─── Página ───

Depois de ver os emails dela, voltamos para o albergue e ficamos prontos para partir. Era pouco menos que 15:00 e o nosso trem sairia às 17:30. Eu insisti para sairmos mais mais cedo, pois não sabia se aquela tempestade poderia piorar. Ela arredou pé e quis ficar no albergue fazendo as correções que os colegas dela sugeriram para o trabalho... Não adiantou argumentar. Saímos às 16:50, e apenas depois de eu insisttir muito para sairmos 10 minutos mais cedo do que ela queria. Chegamos na estação às 17:07 e no telão estava marcado que o nosso trem tinha sido cancelado por causa do mau tempo.

Corremos pro balcão, onde fomos atendidos por uma funcionária pantipática e pouquíssimo prestativa. Ela nos sugeriu insanamente de tentar pegar o trem que ia para Paris às 17:10 (já eram 17:08). Óbvio que não conseguimos. Remarcamos para o trem seguinte. O grande problema é que o tempo era bem apertado e mal dava para chegar em Paris, trocar de estação e pegar o nosso trem para Nantes, o último da noite. Se ele atrasasse, já era. Nantes só no dia seguinte. Os nossos veteranos, mais precavidos do que ela, chegaram mais cedo e pegaram o trem das 17:10.

─── Linhas de dados ───

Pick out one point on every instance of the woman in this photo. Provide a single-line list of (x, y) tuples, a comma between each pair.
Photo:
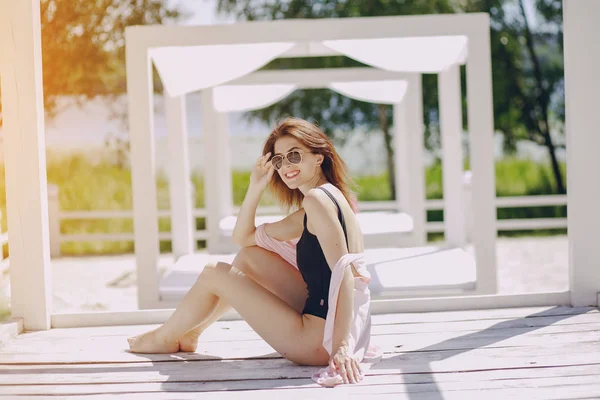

───

* Tarefas *
1) Atualize o trecho do relato da viagem de trem que começa em "Depois de ver" e termina em "do mau tempo.", trocando "albergue" por "hostel".
2) Traduza para o inglês esta frase do relato da viagem de trem: "Chegamos na estação às 17:07 e no telão estava marcado que o nosso trem tinha sido cancelado por causa do mau tempo."
3) Retome o relato da viagem de trem a partir do ponto em que ele termina.

* Resultados das tarefas *
1)
Depois de ver os emails dela, voltamos para o hostel e ficamos prontos para partir. Era pouco menos que 15:00 e o nosso trem sairia às 17:30. Eu insisti para sairmos mais mais cedo, pois não sabia se aquela tempestade poderia piorar. Ela arredou pé e quis ficar no hostel fazendo as correções que os colegas dela sugeriram para o trabalho... Não adiantou argumentar. Saímos às 16:50, e apenas depois de eu insisttir muito para sairmos 10 minutos mais cedo do que ela queria. Chegamos na estação às 17:07 e no telão estava marcado que o nosso trem tinha sido cancelado por causa do mau tempo.

2) We arrived at the station at 17:07, and the big screen showed that our train had been canceled because of the bad weather.

3)
O que não sabíamos é que essa chuva na verdade era a tempestade Xynthia, que arrasara a costa oeste da França horas mais cedos e que agora se deslocava para o leste, onde estávamos. Ela deixou um rastro de caos por onde passou, inclusive no sistema ferroviário. Eu me queixei, disse que era uma pena tudo isso, pois eu precisava estar em Nantes no domingo à noite. Sabe-se lá porque, a louca se sentiu ofendida e perguntou o que eu queria que ela fizesse num tom muito hostil. Quando eu fui tentar explicar que eu não estava reclamando dela, ela repetiu o comportamento infantil que ela já tinha mostrado em Berne: virou a cara e ficou repetindo a mesma coisa em voz alta para não me ouvir.


Nunca é tão ruim que não possa piorar

Breve: o nosso trem atrasou. Vinte minutos e nós não poderíamos atrasar um minuto sequer. Nossa correspondência em Paris parecia perdidas. Embarcamos e explicamos a situação para o fiscal do trem. Aproveitamos também para perguntar se havia algum atraso previsto na saída do trem que iria para Nantes, pois isso nos daria uma margem. Nada, trem na hora. Ele disse que sentia muito, mas que poderia conseguir gratuitamente um hotel para nós em Paris caso tivéssemos que pegar o trem no dia seguinte.

A Tonia disse que tinha uma amiga em Paris que poderia talvez nos hospedar, mas que ela não gostaria de incomodar. Eu falei então que se chegássemos num horário em que ainda houvesse esperanças de pegar o trem, nós partiríamos para a estação e tentaríamos. Caso contrário, pegaríamos o hotel que a empresa nos ofereceu. Cristalino, não é? Pois ela disse que estava "me entendendo com dificuldade", como se o que eu falasse não tivesse sentido nenhum.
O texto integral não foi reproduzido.